Exercise objective - Return every line in the data below that contains the word "field", with case counting in the match.
╭─ Data shown
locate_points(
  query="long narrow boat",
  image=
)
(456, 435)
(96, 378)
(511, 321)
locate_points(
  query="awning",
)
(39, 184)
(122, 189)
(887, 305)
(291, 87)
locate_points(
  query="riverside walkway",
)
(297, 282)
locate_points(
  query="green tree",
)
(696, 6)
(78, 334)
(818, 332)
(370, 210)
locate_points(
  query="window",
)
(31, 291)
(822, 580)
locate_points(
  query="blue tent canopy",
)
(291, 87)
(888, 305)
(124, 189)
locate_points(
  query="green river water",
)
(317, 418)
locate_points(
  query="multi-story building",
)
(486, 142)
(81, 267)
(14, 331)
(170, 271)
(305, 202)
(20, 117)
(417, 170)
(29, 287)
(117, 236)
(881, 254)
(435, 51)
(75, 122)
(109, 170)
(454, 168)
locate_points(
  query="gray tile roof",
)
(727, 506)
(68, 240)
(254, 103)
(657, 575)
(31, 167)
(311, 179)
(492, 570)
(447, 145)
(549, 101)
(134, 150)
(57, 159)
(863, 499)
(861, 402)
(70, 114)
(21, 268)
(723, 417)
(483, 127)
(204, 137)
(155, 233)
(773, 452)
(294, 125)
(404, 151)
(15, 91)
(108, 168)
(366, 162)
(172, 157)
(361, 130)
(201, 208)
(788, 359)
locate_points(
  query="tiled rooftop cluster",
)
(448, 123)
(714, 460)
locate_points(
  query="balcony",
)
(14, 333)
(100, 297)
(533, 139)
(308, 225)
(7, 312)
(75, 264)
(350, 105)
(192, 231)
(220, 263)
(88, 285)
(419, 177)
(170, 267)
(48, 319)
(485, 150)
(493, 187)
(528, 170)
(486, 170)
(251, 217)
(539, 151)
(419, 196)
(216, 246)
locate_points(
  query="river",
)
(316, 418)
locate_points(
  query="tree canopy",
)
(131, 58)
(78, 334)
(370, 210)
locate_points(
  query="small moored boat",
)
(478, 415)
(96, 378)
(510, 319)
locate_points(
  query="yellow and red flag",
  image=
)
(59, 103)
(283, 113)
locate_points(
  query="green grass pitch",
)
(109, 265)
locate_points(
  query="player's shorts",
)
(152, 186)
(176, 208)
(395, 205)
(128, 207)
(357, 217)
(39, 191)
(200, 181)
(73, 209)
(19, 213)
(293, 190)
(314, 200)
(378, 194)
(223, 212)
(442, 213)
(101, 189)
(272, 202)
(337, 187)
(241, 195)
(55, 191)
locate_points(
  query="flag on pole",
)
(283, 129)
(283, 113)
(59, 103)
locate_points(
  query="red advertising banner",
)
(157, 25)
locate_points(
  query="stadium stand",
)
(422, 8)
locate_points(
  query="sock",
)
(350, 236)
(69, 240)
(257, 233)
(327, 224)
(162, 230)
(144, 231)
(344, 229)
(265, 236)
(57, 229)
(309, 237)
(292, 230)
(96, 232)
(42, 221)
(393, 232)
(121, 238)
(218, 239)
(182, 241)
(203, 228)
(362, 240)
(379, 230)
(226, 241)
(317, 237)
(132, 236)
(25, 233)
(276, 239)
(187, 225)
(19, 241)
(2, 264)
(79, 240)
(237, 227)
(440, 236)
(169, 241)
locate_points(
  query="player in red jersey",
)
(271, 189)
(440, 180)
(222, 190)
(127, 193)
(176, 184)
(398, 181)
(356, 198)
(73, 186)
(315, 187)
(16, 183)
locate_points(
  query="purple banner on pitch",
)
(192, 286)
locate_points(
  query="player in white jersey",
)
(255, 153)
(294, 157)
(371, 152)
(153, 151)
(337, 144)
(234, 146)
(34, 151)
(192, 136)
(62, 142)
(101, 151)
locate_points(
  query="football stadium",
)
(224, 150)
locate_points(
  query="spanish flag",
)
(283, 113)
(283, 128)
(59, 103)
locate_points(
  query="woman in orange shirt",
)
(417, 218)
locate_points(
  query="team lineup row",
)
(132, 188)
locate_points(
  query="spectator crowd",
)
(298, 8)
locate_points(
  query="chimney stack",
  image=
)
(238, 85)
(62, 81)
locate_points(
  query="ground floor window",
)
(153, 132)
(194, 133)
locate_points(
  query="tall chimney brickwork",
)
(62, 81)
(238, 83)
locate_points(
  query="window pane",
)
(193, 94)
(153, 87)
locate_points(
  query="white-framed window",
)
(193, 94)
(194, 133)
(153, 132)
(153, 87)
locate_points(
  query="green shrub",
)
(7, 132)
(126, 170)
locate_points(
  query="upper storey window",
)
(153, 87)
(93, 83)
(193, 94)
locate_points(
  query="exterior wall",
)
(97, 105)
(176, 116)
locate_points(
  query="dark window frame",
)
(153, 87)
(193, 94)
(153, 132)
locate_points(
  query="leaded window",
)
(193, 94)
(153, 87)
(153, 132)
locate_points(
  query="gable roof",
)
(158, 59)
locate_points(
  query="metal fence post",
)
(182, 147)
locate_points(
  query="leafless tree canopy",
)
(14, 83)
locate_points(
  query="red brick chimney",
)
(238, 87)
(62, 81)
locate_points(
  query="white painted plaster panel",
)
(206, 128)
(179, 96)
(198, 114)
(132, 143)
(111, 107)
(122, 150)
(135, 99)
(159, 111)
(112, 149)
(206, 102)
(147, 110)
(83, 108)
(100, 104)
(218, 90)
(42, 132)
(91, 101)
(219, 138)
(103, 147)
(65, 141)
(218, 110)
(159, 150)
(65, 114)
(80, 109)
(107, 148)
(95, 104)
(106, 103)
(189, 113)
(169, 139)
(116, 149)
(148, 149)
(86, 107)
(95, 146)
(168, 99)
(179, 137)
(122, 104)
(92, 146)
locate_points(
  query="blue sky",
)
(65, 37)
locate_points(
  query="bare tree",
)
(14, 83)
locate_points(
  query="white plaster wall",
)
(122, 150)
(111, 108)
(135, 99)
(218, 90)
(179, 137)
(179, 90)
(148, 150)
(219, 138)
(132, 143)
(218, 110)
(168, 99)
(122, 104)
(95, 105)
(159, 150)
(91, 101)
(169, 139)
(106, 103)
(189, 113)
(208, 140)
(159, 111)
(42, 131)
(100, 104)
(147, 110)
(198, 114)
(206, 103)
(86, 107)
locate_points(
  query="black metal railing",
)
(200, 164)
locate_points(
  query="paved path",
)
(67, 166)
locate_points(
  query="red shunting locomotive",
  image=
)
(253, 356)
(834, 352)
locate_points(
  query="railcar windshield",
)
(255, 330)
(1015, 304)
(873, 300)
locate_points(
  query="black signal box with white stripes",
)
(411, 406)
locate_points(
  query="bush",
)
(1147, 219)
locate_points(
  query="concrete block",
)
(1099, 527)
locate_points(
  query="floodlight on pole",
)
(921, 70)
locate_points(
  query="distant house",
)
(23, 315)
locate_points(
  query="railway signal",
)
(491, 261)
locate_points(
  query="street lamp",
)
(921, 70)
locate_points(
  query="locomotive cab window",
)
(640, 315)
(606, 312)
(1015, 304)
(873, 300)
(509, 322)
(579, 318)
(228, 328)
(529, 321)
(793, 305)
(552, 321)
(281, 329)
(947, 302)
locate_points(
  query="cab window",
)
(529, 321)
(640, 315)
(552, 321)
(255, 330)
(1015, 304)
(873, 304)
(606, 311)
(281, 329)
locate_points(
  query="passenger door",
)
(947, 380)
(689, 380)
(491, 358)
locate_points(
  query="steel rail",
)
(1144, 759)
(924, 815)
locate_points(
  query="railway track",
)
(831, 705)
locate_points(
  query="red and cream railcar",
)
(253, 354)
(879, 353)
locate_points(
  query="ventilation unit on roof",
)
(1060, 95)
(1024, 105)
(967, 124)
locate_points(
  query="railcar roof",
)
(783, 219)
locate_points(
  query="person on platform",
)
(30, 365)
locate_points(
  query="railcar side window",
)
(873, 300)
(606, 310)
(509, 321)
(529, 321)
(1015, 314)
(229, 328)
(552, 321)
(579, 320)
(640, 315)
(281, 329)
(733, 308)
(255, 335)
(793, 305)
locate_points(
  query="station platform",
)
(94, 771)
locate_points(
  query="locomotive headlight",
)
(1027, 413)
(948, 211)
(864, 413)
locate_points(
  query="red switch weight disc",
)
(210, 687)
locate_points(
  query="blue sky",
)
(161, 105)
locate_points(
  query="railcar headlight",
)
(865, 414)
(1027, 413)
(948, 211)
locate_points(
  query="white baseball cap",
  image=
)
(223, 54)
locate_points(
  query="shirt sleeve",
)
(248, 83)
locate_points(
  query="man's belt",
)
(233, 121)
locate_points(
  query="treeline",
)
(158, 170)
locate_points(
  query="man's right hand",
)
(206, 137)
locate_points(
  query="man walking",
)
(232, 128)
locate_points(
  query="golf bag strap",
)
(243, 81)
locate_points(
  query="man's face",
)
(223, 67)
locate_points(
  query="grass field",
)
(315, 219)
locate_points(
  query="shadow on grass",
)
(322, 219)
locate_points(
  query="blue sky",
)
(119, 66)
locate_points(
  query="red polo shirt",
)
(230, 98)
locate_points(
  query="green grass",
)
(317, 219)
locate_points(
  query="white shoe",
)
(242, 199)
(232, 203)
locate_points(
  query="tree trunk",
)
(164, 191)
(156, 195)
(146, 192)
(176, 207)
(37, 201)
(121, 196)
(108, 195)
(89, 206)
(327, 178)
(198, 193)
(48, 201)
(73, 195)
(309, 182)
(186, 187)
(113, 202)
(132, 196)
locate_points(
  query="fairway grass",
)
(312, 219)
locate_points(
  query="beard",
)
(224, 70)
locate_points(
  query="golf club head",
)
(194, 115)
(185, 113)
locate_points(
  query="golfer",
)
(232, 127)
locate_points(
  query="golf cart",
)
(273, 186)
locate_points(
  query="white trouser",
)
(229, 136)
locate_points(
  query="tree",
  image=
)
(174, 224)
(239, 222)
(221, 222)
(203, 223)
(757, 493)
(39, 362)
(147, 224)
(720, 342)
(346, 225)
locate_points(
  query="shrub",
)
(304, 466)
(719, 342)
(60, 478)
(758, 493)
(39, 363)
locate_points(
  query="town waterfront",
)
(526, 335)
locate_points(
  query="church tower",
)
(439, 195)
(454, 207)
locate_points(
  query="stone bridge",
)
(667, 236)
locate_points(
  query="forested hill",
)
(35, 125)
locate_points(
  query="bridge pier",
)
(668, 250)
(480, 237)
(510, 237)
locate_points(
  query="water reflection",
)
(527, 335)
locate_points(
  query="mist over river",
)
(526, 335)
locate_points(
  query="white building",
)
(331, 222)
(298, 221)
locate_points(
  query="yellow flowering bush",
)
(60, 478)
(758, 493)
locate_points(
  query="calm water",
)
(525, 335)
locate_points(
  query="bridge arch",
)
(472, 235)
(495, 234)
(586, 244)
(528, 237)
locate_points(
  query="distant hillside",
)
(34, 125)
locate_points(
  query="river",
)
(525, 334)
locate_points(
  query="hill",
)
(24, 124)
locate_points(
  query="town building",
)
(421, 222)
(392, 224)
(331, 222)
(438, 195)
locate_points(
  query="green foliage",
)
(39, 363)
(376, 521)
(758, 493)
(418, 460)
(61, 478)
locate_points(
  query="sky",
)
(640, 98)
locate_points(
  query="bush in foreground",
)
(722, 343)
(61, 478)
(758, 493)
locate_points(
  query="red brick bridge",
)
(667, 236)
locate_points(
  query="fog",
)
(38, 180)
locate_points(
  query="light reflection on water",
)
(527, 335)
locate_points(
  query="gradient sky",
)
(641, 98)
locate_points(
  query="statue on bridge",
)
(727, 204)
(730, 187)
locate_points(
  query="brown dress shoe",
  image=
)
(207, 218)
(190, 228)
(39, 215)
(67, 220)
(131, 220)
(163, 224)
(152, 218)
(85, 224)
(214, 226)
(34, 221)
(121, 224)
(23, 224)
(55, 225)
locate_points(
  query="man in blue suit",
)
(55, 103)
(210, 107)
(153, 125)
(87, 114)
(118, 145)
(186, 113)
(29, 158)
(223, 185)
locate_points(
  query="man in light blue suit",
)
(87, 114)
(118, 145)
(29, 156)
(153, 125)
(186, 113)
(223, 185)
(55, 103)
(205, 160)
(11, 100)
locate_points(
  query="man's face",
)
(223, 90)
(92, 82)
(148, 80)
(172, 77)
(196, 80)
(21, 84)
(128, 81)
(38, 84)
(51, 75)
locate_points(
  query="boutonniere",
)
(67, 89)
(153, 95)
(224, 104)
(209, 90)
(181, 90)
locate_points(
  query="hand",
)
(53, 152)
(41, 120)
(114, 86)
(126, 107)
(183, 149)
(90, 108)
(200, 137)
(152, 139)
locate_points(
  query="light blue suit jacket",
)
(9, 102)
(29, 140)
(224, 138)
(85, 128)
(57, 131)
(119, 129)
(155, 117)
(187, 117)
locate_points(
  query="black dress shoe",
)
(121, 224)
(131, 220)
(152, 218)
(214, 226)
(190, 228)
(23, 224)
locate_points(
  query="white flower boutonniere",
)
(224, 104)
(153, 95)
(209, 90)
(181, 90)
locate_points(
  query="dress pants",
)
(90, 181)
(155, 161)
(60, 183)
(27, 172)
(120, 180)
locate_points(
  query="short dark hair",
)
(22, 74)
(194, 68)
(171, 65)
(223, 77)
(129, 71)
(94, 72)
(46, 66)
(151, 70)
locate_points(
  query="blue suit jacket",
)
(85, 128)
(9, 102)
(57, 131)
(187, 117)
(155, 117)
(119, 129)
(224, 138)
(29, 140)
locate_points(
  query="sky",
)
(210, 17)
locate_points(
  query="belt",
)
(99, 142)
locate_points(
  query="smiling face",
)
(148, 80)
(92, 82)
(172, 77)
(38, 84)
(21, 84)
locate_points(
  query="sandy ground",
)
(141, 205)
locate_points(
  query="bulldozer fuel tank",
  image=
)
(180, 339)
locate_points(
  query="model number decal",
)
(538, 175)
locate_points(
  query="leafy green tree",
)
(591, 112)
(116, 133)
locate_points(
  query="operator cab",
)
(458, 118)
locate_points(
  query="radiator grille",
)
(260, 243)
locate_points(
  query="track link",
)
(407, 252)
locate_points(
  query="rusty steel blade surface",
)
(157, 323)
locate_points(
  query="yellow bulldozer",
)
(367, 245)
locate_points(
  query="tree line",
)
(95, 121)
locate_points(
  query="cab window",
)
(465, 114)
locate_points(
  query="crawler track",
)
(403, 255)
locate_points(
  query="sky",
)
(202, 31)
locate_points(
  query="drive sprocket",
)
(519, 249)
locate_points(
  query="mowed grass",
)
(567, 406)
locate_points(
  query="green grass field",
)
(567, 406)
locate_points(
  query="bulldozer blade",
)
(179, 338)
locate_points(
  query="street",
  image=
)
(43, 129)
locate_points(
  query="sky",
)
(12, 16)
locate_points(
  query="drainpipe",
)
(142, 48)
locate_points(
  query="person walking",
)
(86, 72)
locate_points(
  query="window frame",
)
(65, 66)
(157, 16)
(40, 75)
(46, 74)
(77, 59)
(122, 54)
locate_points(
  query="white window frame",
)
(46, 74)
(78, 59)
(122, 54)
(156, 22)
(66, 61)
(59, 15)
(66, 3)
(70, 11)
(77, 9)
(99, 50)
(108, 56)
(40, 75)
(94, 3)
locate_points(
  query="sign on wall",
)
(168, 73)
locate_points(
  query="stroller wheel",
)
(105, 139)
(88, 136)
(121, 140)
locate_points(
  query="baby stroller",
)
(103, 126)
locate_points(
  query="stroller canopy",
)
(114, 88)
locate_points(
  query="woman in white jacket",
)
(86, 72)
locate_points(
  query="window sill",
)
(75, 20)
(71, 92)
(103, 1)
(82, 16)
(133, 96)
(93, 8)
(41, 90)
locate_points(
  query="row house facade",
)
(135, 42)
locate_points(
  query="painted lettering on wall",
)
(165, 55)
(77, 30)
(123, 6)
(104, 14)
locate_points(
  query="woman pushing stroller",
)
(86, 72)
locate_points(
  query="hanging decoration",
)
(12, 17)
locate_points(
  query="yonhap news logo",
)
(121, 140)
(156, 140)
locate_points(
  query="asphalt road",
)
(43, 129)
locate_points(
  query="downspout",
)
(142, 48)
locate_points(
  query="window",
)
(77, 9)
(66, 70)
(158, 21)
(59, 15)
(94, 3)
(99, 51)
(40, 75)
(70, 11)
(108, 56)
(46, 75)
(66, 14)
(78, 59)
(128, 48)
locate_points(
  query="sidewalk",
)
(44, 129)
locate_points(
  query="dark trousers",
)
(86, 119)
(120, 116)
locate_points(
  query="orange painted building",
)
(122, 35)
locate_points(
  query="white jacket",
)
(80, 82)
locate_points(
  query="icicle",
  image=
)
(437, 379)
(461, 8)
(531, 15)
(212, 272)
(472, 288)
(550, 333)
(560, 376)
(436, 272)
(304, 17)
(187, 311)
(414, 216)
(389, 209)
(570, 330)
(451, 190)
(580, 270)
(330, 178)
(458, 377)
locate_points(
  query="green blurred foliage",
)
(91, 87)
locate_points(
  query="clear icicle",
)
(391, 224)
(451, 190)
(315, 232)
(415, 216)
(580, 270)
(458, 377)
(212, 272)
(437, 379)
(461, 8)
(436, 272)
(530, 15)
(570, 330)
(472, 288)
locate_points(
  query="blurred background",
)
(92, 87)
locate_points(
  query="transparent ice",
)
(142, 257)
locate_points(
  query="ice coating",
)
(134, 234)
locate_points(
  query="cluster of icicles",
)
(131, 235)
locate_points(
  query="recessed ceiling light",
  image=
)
╰─
Right answer -
  query="grass field",
  query="green grass field",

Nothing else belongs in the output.